-- TASK ITEM --
In the entries below, copy only the lines from the one that contains "Could you point out the hand" through the last line, exactly, and omit any pictures.

(Image point grounding data)
Segment Open

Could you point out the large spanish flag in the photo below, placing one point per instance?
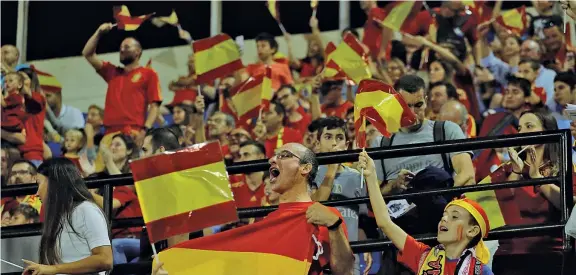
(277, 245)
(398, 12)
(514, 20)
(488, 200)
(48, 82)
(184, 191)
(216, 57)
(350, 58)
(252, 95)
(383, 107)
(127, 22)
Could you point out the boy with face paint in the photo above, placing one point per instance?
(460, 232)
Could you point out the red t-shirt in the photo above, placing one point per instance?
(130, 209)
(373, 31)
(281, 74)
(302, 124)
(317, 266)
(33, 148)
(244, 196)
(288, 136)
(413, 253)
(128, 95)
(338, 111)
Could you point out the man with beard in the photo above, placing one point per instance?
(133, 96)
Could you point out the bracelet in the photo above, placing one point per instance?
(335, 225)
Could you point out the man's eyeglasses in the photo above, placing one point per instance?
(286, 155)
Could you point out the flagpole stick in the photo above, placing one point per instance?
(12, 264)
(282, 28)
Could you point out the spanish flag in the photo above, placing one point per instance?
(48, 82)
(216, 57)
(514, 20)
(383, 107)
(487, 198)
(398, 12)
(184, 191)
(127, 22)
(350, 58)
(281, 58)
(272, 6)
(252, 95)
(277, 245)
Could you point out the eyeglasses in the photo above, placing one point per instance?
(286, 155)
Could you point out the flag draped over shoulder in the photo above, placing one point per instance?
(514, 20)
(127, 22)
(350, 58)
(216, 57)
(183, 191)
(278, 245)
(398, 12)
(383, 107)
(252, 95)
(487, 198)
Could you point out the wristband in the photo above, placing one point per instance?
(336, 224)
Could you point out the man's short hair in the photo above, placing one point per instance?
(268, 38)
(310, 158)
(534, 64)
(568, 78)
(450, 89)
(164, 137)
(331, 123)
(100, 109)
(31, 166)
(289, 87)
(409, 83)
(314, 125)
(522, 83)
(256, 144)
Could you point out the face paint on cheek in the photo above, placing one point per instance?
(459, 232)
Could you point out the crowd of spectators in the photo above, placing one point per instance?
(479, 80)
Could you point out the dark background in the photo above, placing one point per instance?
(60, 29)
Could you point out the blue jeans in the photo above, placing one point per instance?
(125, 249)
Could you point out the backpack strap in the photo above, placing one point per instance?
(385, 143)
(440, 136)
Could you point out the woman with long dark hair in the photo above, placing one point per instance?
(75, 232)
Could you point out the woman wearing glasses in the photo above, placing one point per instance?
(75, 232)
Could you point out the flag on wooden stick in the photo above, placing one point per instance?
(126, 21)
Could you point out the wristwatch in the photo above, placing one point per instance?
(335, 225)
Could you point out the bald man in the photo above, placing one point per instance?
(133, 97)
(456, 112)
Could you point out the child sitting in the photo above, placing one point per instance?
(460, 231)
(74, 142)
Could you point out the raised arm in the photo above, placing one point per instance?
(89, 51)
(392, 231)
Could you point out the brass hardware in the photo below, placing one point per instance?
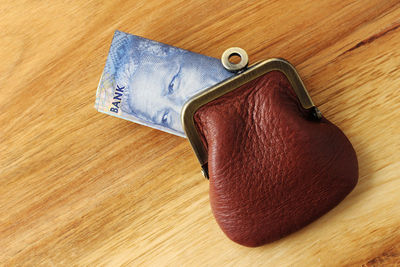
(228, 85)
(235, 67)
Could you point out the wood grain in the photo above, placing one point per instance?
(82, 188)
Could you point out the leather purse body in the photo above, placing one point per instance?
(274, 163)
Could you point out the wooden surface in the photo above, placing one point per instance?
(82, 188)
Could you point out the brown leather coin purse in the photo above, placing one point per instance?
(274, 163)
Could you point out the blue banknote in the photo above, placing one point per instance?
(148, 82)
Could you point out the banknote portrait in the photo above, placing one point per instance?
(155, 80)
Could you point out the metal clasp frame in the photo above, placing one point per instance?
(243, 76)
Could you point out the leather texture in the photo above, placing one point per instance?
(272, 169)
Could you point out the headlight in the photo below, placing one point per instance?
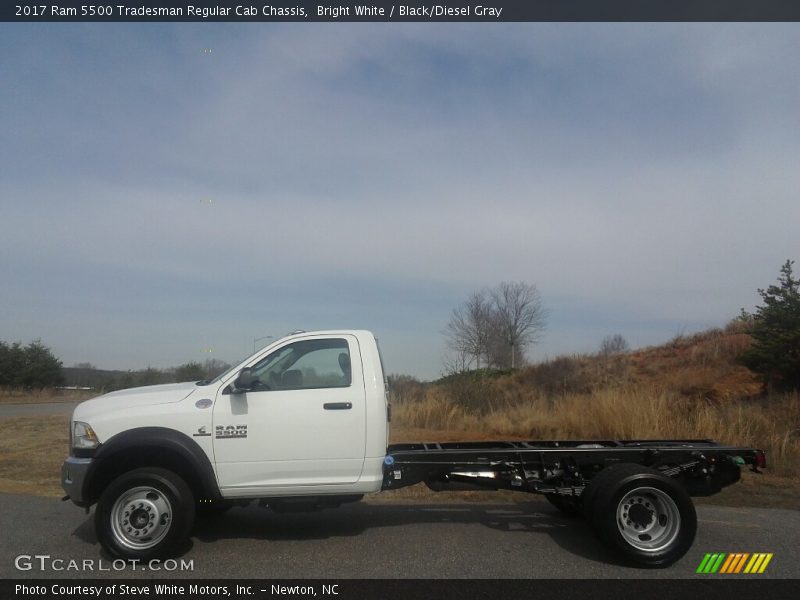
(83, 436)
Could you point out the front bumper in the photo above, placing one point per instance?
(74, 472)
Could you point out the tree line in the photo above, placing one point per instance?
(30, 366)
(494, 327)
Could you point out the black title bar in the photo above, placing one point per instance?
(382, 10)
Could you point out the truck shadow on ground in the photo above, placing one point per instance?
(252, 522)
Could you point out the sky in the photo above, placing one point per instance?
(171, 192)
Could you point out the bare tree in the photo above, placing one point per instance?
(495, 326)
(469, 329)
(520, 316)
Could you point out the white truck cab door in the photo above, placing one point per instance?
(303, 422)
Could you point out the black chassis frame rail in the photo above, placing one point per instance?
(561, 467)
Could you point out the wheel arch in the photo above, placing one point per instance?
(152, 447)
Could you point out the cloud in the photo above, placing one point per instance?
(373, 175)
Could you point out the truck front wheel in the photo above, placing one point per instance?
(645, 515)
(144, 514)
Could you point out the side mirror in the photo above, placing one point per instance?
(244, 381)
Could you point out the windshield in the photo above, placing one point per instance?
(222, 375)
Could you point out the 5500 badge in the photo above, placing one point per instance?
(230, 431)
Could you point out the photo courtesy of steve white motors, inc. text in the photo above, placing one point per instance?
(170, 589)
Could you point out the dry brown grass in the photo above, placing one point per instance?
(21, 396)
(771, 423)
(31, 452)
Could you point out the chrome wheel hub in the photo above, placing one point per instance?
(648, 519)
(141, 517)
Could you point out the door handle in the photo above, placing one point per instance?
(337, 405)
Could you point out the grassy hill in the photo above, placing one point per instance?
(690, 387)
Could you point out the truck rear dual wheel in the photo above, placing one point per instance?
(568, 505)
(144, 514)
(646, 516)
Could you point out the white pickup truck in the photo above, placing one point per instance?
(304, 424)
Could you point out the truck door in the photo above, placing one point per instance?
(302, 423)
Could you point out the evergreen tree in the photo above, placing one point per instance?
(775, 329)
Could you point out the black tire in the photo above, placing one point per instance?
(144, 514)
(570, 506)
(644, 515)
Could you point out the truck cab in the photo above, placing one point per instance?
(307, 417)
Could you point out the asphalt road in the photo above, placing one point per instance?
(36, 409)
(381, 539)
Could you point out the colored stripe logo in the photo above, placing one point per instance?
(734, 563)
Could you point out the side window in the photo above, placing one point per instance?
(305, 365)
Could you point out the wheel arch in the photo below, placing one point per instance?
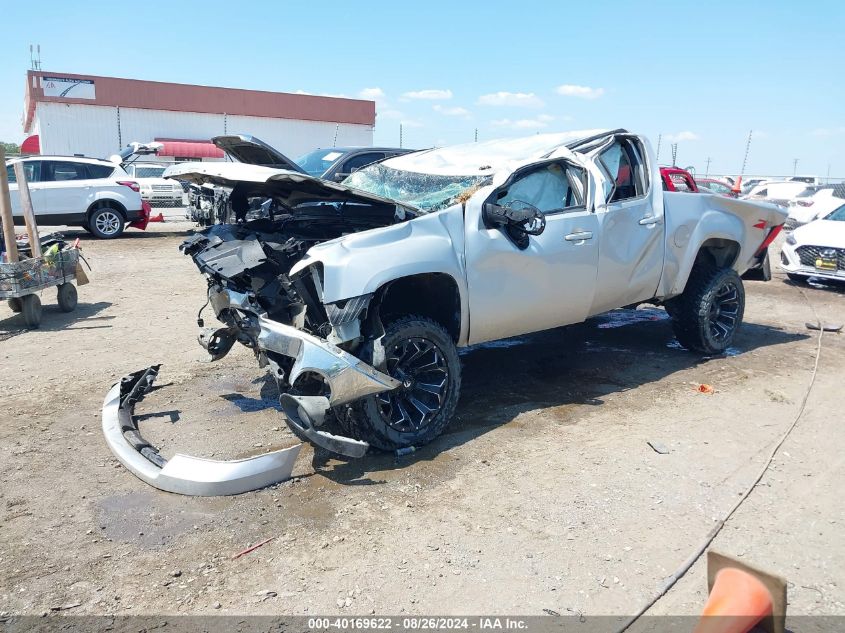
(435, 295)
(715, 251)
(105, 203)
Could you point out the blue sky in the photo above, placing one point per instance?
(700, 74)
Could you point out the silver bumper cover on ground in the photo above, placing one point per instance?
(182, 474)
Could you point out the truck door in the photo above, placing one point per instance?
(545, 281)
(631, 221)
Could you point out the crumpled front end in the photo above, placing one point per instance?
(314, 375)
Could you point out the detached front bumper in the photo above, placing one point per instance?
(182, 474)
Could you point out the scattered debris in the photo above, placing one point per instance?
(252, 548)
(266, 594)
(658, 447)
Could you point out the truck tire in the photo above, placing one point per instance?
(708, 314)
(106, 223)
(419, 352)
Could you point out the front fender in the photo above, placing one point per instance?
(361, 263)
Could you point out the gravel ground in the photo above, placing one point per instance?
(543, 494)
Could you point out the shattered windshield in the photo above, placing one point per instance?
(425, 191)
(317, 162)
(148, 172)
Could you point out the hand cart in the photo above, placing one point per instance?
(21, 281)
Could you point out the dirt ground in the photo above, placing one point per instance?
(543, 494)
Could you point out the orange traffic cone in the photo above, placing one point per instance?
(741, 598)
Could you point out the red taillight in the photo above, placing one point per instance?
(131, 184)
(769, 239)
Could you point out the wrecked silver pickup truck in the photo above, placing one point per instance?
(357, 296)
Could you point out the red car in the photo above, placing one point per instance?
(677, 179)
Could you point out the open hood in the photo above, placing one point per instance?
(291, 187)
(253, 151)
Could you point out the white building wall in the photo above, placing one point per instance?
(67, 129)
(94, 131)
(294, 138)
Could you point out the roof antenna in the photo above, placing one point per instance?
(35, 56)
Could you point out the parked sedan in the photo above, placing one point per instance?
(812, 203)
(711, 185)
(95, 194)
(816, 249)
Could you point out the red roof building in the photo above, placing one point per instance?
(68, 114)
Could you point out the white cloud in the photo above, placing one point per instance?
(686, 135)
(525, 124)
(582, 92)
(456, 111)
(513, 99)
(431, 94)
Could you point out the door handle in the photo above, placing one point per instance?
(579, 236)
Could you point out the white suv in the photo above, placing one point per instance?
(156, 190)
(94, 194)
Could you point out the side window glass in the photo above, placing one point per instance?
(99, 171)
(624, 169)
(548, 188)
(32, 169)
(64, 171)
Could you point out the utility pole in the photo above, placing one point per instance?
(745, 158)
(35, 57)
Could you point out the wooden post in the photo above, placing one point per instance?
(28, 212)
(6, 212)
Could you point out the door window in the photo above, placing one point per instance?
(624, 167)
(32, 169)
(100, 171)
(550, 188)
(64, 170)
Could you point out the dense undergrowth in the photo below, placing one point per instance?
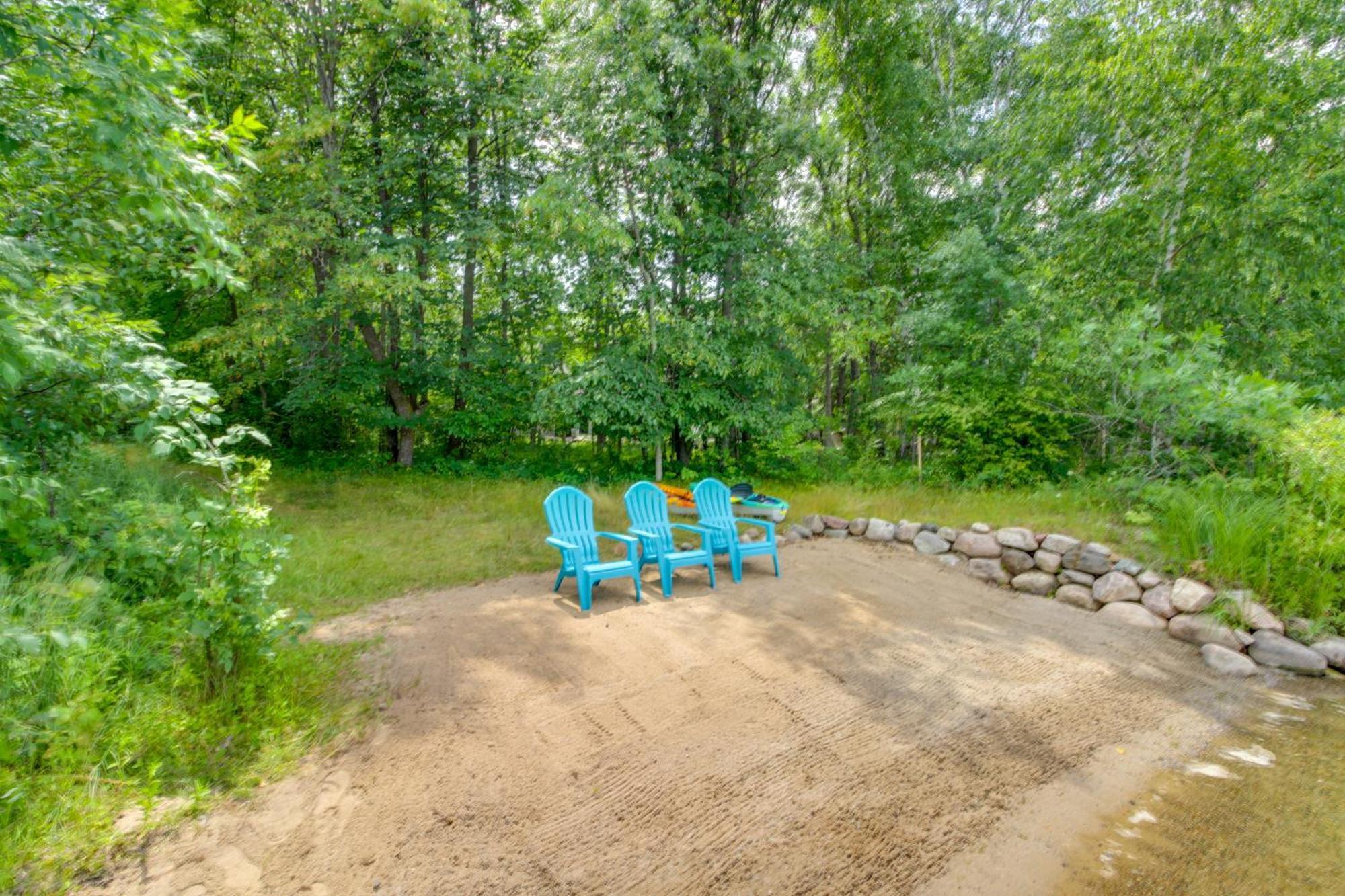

Segment Closed

-- REPLY --
Could you point out the hand cart in the photo above, placing one point per instance?
(21, 281)
Could you point out the dirt ground in the photo above, placing one point per instance?
(543, 494)
Could you point out the orange traffic cone in the photo above, placing one point per instance?
(741, 598)
Could you point out the red taillight in the photo above, placing one point per instance?
(131, 184)
(769, 239)
Could you point out the wrecked silver pickup truck in the photo above, placing one point per instance?
(357, 296)
Could you point out the red car in the photo above, placing one point per instance?
(677, 179)
Could you point out the open hood in the photo above, placing one point per instance?
(291, 187)
(253, 151)
Could you point out the white building wall in the photo above, placing one point per instance?
(67, 129)
(94, 131)
(294, 138)
Could you point out the roof antenna in the photo above, placing one point per instance?
(35, 56)
Could you point out the parked sedan in the photo above, placing one point per instance?
(812, 203)
(711, 185)
(95, 194)
(816, 249)
Could you point out the red roof building in the photo above, placing one point per instance?
(68, 114)
Could you point out the white cloud in the photo above, placing one point per instance?
(686, 135)
(525, 124)
(582, 92)
(456, 111)
(513, 99)
(431, 94)
Could you point out the door handle in the photo above, placing one point per instance?
(579, 236)
Could you point out the white suv in the photo above, placing one point per instance?
(156, 190)
(94, 194)
Could you point out the side window glass in the photo above, placing one point per instance?
(99, 171)
(624, 169)
(548, 188)
(32, 169)
(64, 171)
Could you point out the utility pole in the photo above, placing one point per instance?
(745, 158)
(35, 57)
Could you point out the wooden post in the photo above, placing one point per instance?
(28, 212)
(6, 212)
Could you point out the door window in the photo above, placing one point per instance?
(624, 167)
(32, 169)
(100, 171)
(550, 188)
(64, 170)
Could you point out the dense undergrowth in the photo below, placing one point per instance?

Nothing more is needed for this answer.